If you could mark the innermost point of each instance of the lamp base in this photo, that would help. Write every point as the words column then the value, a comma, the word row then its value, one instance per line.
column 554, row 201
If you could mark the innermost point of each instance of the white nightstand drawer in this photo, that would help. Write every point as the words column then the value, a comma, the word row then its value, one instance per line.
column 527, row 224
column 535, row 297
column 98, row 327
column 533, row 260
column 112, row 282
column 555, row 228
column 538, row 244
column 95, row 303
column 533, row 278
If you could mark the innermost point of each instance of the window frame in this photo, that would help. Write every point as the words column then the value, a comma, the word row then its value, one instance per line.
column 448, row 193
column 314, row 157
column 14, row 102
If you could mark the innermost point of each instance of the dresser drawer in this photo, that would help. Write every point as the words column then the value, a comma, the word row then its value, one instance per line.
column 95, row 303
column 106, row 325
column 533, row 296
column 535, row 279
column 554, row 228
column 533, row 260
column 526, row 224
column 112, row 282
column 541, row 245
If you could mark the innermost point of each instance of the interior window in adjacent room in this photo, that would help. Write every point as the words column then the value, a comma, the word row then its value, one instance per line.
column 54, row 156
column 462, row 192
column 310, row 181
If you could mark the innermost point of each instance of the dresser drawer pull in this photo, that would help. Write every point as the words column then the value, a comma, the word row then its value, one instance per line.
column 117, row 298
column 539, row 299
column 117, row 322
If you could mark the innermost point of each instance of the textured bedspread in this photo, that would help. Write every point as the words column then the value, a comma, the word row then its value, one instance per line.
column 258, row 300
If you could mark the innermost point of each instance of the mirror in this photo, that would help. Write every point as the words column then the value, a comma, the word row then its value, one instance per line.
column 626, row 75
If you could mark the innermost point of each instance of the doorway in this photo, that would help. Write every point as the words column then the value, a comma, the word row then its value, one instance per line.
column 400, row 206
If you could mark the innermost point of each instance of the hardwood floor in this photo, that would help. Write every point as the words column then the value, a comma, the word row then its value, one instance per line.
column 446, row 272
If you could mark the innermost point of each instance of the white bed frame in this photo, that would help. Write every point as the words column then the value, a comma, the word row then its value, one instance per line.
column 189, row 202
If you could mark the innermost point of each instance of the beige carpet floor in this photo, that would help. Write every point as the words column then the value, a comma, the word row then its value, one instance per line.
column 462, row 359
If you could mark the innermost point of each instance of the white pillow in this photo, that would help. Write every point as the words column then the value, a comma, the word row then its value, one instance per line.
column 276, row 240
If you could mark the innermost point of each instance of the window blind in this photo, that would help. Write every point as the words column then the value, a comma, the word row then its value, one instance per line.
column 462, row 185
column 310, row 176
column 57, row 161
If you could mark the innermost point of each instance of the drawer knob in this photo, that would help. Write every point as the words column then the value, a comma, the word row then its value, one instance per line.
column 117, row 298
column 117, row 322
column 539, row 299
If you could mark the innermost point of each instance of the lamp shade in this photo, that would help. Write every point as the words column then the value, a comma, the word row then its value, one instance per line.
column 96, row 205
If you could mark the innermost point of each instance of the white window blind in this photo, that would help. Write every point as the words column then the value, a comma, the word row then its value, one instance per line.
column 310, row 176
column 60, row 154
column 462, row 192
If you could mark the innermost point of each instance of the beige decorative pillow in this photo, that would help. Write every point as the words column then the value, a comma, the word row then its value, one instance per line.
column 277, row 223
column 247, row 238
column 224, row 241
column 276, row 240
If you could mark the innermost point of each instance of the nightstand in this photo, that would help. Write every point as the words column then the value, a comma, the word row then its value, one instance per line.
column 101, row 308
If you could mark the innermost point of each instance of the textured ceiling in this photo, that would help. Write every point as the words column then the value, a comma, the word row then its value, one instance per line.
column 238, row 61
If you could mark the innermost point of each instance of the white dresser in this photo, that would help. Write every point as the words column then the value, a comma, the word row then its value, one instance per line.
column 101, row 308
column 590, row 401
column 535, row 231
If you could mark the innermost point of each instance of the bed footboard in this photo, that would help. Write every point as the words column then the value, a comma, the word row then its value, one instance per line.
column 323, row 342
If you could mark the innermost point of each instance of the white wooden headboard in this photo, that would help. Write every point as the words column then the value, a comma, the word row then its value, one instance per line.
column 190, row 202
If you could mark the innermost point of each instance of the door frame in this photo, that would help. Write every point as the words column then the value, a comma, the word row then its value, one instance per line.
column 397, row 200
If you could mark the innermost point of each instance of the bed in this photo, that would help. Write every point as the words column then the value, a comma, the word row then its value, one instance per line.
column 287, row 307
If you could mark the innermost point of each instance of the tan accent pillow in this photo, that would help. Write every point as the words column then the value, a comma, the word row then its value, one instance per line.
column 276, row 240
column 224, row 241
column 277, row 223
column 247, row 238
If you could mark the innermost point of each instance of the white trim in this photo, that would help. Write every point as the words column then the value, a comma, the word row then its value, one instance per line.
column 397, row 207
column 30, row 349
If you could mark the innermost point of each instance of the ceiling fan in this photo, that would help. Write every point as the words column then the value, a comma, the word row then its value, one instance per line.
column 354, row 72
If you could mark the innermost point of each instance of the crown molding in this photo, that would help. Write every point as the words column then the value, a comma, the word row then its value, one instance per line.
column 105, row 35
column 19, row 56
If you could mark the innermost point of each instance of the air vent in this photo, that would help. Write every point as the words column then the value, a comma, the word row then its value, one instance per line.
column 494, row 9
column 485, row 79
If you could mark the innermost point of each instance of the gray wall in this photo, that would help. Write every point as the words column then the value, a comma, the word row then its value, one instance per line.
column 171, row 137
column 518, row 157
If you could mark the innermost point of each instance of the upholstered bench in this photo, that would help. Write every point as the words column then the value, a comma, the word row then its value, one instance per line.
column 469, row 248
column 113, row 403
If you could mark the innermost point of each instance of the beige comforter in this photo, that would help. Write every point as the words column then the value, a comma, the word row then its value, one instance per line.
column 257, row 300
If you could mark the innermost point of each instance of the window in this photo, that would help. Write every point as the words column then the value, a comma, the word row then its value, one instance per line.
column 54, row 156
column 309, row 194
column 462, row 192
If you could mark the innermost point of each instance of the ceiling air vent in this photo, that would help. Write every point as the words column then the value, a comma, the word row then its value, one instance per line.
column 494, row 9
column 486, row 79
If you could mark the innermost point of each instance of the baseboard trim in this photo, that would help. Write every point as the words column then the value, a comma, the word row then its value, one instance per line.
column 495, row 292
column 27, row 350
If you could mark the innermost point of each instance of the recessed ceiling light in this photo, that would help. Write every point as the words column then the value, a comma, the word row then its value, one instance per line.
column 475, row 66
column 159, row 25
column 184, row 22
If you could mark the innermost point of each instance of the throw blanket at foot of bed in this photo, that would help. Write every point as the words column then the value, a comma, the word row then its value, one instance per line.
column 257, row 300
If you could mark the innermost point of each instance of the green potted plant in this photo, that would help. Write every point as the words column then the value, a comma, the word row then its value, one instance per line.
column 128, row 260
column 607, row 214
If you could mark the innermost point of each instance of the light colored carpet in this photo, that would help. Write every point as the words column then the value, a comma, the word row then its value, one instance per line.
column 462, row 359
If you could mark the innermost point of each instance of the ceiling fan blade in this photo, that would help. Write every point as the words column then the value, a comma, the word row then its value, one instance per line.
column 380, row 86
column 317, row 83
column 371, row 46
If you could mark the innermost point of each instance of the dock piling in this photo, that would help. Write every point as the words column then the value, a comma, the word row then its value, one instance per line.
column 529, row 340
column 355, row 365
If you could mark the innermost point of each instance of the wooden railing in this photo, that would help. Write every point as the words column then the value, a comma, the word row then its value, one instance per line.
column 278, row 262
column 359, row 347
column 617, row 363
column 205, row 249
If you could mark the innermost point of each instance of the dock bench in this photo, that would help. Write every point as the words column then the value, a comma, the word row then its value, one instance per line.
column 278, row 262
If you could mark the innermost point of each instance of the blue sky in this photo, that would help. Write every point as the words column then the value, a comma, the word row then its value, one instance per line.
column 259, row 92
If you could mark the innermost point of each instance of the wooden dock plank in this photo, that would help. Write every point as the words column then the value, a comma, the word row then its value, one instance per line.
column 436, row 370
────────────────────────────────────────
= Exercise brief =
Please return, exactly as written, the line containing "ceiling fan blade" and every line after it through the end of the records above, and nothing else.

= Expected output =
If you could mark the innermost point of each instance of the ceiling fan blade in this photo, that would help. Write every point as the words column then the value, a comma, the word row then its value, one instance per line.
column 380, row 86
column 317, row 83
column 371, row 46
If you could mark the innermost point of each instance of the dock piling in this photo, that would help. Write every point as the words column then the value, a comma, the word row then its value, one instance per line.
column 529, row 340
column 355, row 365
If you could mark the innermost point of each instance of the wooden railing in this photo, that would help. Write every point as the words column then the value, a comma, the word row then its value, one instance per line.
column 278, row 262
column 359, row 347
column 617, row 363
column 205, row 249
If you could mark the innermost point of each instance of the dock bench in this photo, that would help. Write every point as the words column then the value, a comma, the word row then its value, one instance per line.
column 278, row 262
If you could mark the innermost point of each instance of the blue sky in this photo, that would help. Write every point as the words column then the value, a comma, the word row then its value, one instance per line.
column 259, row 92
If you could mark the innermost point of each instance of the wooden dock plank in this photo, that would help. Write every point as the words column then the value, a comma, the word row then its value, one instance per line.
column 436, row 370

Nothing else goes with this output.